Courts Dismantle Trump's Immigration Architecture, One Proclamation at a Time
What happened
On April 24, the DC Circuit Court of Appeals struck down Trump's January 2025 proclamation declaring an 'invasion' at the US-Mexico border, ruling 2-1 that the presidential proclamation power to suspend entry cannot override the Immigration and Nationality Act's mandatory asylum procedures. The ruling removes the legal hook the administration used to block credible fear interviews and run summary removals. Judge Justin Walker, a Trump appointee, dissented sharply on three grounds, including the argument that 18 USC Section 1252(f)(1) stripped the district court of authority to issue the injunction at all. On April 29, the Supreme Court hears arguments on Trump's effort to end Temporary Protected Status for Haiti, covering about 350,000 people, and Syria. SCOTUS has already allowed Trump to strip TPS from over 600,000 Venezuelans. Multiple SCOTUS rulings on immigration, birthright citizenship, transgender athlete bans, and mail-in ballot counting are expected by the end of June.
The courts are not blocking Trump's immigration agenda by ruling against him on the merits. They are blocking it procedurally and on statutory grounds, which means Congress, not the courts, holds the actual fix, and Congress is not moving.
The Hidden Bet
The DC Circuit ruling restores asylum access at the border
The ruling removes a legal hook but does not mandate any specific processing. Agencies still control how quickly they staff ports of entry, how many asylum officers they deploy, and whether they challenge the ruling's scope. The injunction can be stayed pending SCOTUS review. The practical effect on the ground may be near-zero for months.
SCOTUS will rule against Trump on TPS just as it protected DACA
SCOTUS has already let Trump strip TPS from Venezuelans. The word 'temporary' in TPS hands Roberts exactly the textual hook he used in the travel ban case. The DACA ruling turned on 'reliance interests' built up over years; TPS holders in Haiti's case were extended under Biden without the same administrative depth. This is more likely to go Trump's way than the DC Circuit's asymmetric ruling suggests.
The real fight is between the executive and the judiciary
Both the courts and the executive are circling a statutory regime Congress wrote in 1990 and has barely touched since. The INA was not designed for mass irregular migration at current volumes. Congress's failure to reform immigration law is what makes every executive action both legally dubious and practically necessary to someone.

▶ **Material provided**:
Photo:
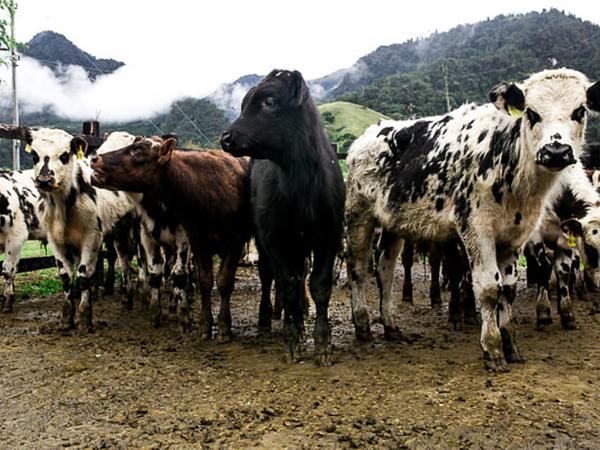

▶ **Required work**:
1 - Copy the part of the article on immigration rulings starting at "The courts are" and ending at "is not moving.".
2 - Please proceed with the article on immigration rulings, picking up right after its last sentence.

▶ **Task-by-task answers**:
1 -
The courts are not blocking Trump's immigration agenda by ruling against him on the merits. They are blocking it procedurally and on statutory grounds, which means Congress, not the courts, holds the actual fix, and Congress is not moving.

2 -
The Real Disagreement
The actual fork is whether Congress's failure to reform immigration law, combined with presidential refusals to work within it, means the statutory system itself has failed and the courts are the wrong place to resolve it. One position: the INA says what it says, and the executive must follow it. Restricting asylum access requires legislative change, not proclamations. The other position: courts issuing nationwide injunctions that freeze immigration policy while millions of cases pile up is not what judicial review was designed to do; it is policy-making by litigation veto. Both positions have merit. I lean toward the second, because the current dynamic, executive acts, courts freeze, SCOTUS eventually weighs in years later, leaves the system in maximum uncertainty for years and serves no one including the asylum seekers themselves. But the fix requires Congress, not the courts.
What No One Is Saying
The INA's asylum provisions were written to handle a few thousand cases a year. They are not fit for purpose at millions. Everyone in the debate knows this. No one on either side has political incentive to say so publicly, because admitting it would require a bipartisan legislative fix and neither party wants to own that.
Who Pays
Haitians with TPS
Ruling expected by end of June 2026
350,000 people face the prospect of losing work authorization and deportation protection to a country that has not stabilized since the 2010 earthquake and has experienced political assassination and gang takeover since. The SCOTUS ruling will determine their status within weeks.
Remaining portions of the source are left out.